- **WHAT IS REQUIRED**: Only one stretch of the records below should be repeated. It starts with the line containing "<point>3,198</point>" and goes on through the line containing "<point>79,379</point>", exactly as written.

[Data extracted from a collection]
▼▼▼
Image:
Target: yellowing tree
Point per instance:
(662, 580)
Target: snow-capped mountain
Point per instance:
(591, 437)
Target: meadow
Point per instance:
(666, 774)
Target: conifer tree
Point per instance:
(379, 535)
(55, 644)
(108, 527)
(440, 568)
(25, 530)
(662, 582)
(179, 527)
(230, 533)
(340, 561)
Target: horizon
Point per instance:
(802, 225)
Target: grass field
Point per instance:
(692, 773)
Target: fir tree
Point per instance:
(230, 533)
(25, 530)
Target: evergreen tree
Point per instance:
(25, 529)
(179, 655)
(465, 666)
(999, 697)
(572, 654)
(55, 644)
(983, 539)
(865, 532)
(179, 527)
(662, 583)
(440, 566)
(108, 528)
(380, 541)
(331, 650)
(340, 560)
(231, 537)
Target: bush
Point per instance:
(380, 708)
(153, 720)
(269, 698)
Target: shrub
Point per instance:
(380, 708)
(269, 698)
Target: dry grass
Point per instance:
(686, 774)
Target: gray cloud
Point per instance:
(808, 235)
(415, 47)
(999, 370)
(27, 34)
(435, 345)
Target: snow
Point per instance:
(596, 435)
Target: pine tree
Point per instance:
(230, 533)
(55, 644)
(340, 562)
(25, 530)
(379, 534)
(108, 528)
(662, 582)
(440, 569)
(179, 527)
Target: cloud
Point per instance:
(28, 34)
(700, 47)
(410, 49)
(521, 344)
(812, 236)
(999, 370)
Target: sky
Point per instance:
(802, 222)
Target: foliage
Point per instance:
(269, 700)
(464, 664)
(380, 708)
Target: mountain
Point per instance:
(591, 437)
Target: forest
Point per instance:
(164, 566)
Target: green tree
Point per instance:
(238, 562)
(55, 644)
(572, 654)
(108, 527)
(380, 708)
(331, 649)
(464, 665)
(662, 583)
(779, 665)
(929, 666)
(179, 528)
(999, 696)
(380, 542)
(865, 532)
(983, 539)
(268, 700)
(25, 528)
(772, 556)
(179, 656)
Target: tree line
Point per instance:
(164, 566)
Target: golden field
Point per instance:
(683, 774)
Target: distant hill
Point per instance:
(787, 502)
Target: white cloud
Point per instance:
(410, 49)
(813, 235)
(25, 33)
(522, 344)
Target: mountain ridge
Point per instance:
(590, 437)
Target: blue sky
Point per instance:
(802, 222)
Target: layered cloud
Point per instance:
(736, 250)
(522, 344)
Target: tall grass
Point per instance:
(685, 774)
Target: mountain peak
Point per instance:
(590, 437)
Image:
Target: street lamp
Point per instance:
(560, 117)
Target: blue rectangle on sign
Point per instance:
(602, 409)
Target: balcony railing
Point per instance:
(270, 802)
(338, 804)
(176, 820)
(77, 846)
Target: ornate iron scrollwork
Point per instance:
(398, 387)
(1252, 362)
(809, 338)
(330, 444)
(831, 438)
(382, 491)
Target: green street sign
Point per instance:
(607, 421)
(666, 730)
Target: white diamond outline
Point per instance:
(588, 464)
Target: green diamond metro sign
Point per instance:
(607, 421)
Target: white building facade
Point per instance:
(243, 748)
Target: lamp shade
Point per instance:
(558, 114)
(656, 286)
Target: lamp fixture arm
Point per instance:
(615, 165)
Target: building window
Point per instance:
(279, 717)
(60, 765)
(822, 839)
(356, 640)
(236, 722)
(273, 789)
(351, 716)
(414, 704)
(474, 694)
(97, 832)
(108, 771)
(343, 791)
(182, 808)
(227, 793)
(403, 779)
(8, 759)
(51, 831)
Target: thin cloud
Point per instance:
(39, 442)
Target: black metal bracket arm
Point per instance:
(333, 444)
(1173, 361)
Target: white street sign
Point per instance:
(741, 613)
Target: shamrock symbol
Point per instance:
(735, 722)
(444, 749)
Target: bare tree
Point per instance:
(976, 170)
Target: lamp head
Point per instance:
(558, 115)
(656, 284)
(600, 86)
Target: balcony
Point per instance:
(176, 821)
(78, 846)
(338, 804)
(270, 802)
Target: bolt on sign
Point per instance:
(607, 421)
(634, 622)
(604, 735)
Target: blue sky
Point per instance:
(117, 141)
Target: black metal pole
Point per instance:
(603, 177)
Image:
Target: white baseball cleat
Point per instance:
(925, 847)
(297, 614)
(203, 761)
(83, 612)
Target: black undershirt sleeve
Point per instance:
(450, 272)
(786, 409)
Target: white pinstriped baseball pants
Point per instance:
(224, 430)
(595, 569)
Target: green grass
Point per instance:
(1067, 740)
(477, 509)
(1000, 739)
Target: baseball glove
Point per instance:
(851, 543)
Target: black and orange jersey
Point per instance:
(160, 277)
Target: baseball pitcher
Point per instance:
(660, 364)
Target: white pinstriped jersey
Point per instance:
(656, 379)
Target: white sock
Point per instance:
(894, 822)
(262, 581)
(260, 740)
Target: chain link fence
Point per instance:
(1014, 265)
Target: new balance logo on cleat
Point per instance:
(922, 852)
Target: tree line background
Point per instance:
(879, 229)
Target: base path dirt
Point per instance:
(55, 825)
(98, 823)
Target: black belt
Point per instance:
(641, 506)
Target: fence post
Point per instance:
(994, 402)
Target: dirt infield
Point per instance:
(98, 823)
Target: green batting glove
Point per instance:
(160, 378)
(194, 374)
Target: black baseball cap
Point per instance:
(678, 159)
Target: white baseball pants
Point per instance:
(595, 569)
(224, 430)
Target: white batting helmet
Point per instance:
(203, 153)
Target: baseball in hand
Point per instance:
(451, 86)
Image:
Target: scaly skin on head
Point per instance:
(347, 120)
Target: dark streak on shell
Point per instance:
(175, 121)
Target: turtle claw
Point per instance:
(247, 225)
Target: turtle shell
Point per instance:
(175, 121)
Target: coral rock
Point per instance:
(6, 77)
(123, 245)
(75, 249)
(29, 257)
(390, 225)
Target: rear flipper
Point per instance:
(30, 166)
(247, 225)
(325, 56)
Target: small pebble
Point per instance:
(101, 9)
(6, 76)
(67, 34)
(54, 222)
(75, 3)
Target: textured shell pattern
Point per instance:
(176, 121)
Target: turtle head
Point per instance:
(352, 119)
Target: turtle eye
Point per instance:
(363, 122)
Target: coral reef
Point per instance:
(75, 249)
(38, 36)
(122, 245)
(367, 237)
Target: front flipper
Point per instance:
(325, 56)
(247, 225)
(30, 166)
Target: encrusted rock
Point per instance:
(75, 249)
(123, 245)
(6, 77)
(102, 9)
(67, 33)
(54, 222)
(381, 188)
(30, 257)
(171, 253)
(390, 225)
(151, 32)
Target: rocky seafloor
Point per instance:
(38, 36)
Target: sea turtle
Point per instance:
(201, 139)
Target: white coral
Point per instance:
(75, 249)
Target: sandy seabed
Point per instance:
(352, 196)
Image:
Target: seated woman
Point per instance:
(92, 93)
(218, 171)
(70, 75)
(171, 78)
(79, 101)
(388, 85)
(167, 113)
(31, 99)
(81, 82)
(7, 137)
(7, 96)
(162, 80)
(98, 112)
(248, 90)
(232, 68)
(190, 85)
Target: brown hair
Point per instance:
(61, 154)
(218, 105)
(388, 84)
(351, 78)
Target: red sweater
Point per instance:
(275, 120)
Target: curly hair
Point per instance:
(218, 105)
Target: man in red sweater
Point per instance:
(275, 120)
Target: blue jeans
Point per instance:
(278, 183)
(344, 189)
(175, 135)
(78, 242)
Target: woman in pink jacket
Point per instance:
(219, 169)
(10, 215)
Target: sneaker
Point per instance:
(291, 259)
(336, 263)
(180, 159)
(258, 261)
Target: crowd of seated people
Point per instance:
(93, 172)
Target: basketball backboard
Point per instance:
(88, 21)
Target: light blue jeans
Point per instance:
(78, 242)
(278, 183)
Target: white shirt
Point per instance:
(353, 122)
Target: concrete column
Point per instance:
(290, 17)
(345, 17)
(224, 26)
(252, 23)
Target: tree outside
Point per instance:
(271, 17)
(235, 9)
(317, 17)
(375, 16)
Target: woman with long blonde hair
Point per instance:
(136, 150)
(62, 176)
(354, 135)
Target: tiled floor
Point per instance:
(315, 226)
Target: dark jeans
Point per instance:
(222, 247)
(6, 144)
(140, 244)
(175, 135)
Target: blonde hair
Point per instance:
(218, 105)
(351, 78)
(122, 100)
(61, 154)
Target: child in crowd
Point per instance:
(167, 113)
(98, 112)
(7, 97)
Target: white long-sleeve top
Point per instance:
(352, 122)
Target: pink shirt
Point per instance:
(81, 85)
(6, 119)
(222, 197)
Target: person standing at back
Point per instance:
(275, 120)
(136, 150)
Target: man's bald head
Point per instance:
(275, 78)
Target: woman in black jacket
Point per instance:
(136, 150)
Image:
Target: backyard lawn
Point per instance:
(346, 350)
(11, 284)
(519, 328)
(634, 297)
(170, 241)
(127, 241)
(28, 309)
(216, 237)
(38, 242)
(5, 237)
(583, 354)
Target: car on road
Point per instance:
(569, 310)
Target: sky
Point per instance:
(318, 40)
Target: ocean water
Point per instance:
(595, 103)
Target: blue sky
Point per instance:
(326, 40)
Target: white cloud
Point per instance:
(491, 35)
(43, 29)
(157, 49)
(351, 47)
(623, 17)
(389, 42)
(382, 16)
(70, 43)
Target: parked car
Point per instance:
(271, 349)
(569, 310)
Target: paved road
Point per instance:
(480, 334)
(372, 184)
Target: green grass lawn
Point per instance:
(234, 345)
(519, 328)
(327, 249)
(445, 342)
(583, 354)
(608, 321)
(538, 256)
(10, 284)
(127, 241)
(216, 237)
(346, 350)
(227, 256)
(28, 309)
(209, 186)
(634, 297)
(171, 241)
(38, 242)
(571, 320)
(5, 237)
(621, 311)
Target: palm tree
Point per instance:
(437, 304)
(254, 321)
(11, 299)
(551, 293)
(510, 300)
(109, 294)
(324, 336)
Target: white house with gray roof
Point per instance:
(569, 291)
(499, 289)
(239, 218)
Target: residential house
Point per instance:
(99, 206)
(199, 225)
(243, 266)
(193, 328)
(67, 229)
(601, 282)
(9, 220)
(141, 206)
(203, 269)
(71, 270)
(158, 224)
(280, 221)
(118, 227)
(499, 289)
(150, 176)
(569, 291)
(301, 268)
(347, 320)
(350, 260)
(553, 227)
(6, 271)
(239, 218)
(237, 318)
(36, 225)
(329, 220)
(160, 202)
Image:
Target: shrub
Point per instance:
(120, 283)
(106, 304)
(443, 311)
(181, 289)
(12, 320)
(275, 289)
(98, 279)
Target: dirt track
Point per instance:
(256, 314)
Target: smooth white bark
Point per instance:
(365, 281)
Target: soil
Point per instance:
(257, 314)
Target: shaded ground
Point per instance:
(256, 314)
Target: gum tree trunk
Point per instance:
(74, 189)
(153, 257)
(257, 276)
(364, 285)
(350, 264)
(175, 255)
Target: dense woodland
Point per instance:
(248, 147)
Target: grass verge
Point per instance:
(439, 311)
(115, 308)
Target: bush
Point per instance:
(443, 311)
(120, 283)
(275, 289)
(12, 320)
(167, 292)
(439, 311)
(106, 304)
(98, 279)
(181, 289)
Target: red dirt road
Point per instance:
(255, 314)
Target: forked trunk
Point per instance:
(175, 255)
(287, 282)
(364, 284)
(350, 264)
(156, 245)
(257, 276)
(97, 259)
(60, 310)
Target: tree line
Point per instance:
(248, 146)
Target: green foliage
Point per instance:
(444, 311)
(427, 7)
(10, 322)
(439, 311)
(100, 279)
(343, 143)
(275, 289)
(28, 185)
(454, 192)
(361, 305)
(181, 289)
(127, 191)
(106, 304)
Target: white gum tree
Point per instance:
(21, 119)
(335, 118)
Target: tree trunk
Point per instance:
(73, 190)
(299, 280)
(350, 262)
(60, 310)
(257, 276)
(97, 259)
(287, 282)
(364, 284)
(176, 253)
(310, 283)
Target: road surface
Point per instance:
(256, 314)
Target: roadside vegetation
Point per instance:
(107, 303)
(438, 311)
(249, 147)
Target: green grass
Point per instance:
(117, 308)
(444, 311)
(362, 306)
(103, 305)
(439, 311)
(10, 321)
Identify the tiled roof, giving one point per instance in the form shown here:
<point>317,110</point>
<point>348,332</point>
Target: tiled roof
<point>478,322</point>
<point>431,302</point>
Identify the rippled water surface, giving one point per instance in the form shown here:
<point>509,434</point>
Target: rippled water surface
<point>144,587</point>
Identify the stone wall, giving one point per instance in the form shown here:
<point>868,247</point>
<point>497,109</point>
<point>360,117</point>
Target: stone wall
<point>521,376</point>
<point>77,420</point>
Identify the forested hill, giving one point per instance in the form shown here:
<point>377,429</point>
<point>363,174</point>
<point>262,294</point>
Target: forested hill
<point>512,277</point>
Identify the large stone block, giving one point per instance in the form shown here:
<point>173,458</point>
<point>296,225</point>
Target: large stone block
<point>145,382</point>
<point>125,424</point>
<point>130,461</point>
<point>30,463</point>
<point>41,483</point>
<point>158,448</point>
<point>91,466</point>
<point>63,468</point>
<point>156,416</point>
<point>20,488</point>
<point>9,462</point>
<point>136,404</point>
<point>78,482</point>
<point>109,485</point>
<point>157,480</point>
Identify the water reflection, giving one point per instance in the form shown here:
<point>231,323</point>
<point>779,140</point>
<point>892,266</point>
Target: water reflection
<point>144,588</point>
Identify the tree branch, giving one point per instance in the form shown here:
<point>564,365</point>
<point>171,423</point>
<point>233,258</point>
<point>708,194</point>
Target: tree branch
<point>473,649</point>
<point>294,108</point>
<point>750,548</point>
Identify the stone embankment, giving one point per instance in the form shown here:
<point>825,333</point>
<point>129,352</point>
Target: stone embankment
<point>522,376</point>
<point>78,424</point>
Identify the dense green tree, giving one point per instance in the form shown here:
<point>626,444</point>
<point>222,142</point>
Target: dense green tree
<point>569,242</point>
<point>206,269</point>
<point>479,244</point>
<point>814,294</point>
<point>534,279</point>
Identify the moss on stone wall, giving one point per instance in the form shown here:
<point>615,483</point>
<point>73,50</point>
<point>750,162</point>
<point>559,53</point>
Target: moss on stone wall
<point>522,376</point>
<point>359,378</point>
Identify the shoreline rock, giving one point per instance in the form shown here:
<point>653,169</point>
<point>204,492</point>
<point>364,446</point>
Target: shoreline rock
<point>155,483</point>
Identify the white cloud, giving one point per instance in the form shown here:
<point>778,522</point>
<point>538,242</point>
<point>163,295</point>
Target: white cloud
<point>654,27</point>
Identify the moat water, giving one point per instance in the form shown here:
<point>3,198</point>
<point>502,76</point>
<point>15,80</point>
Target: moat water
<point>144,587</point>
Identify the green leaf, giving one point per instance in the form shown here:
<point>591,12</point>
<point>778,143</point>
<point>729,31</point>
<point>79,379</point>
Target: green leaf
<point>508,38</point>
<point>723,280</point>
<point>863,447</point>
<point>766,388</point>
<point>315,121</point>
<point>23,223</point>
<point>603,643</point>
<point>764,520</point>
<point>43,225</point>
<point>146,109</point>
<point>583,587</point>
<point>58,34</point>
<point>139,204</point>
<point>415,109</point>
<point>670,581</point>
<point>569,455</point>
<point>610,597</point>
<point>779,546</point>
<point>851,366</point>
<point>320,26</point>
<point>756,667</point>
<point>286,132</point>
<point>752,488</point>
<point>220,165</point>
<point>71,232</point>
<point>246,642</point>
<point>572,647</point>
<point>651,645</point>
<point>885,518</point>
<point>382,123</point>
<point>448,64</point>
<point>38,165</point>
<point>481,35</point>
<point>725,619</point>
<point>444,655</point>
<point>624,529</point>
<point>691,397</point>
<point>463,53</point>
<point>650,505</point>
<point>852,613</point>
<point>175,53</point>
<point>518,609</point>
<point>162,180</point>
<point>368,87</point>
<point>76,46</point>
▲▲▲
- **ANSWER SPACE**:
<point>3,198</point>
<point>502,76</point>
<point>15,80</point>
Target: moat water
<point>144,587</point>
Identify the green leaf, giving one point per instance in the form shown here:
<point>591,12</point>
<point>778,143</point>
<point>729,31</point>
<point>79,379</point>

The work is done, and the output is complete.